Which lines in the data below contain the string "cloud"? Report every such line in full; case counts.

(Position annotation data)
• • • • • • •
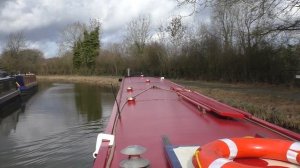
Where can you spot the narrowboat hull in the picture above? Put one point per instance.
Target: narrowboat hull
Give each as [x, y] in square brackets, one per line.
[9, 93]
[171, 123]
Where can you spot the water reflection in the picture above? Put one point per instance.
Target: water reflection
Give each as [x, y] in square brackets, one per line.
[58, 127]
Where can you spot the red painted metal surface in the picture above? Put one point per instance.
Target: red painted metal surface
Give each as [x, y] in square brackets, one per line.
[162, 108]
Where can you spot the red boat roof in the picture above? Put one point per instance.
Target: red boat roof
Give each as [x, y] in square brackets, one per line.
[159, 110]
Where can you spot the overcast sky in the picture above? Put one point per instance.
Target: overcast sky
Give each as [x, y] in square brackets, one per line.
[42, 20]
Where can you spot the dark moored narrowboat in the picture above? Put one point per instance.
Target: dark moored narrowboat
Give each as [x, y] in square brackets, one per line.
[27, 83]
[8, 90]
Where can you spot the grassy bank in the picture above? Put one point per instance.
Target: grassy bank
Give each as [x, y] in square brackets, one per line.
[105, 81]
[276, 104]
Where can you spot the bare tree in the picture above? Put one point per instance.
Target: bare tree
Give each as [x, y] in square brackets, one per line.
[69, 35]
[15, 42]
[138, 32]
[284, 14]
[176, 30]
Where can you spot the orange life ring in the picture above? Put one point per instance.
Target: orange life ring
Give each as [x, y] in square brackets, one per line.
[221, 153]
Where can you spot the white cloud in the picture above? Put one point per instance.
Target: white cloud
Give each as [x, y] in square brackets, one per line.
[43, 19]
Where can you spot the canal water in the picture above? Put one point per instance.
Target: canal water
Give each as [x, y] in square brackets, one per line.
[56, 127]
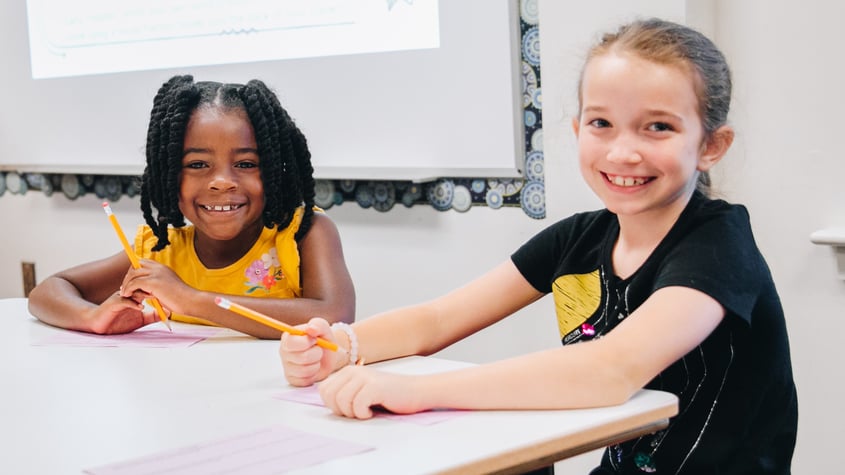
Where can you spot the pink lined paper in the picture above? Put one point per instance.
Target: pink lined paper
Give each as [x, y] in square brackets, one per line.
[155, 335]
[267, 451]
[311, 395]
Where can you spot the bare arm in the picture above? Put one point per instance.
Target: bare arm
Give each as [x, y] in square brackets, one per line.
[326, 286]
[419, 329]
[85, 298]
[602, 372]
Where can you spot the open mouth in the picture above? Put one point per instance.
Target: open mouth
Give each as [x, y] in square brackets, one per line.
[625, 181]
[229, 207]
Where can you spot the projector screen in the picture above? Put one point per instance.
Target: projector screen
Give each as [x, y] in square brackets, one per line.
[382, 89]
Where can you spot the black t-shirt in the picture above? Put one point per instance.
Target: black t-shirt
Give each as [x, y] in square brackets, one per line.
[738, 406]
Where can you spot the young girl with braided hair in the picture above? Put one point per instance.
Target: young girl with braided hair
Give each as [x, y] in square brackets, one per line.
[664, 288]
[228, 199]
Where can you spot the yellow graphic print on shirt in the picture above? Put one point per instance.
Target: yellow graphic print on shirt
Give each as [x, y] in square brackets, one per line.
[577, 297]
[264, 273]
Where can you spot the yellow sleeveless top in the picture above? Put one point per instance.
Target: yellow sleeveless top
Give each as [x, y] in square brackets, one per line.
[269, 269]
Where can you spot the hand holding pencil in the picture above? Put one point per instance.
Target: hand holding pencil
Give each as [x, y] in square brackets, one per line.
[134, 260]
[265, 320]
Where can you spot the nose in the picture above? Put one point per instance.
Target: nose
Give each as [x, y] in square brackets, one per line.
[624, 149]
[223, 180]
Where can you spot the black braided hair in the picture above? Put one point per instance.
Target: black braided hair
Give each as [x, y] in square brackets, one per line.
[284, 159]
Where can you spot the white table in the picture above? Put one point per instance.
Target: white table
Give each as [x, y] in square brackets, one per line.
[65, 409]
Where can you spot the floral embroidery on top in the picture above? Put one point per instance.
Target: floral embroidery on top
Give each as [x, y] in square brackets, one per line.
[264, 273]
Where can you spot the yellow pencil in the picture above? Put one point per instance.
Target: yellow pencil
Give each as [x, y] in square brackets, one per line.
[265, 320]
[134, 260]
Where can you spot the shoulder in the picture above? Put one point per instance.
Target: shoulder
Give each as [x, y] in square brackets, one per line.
[145, 239]
[565, 232]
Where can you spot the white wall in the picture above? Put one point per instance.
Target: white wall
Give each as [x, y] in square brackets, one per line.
[784, 167]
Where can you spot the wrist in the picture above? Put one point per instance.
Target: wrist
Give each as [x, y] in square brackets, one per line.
[352, 354]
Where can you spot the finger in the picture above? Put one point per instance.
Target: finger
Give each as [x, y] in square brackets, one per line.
[319, 327]
[362, 405]
[330, 392]
[346, 394]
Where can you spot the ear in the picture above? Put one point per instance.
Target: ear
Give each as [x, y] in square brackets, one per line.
[715, 148]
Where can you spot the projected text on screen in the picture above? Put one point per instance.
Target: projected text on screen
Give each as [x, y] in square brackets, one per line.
[104, 36]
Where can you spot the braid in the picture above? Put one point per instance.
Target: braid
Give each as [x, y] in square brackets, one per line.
[171, 111]
[286, 169]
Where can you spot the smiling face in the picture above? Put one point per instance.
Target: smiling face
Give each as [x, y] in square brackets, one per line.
[640, 136]
[221, 191]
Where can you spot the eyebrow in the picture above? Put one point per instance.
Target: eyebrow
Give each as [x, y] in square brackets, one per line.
[208, 150]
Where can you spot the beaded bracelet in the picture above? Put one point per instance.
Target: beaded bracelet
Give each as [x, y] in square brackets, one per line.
[353, 340]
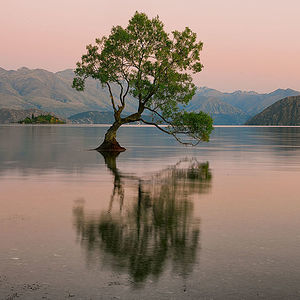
• • • • • • •
= WRITTEN ANSWER =
Where can you spot the white cloud in the picture above? Put one point per instance.
Target: white cloud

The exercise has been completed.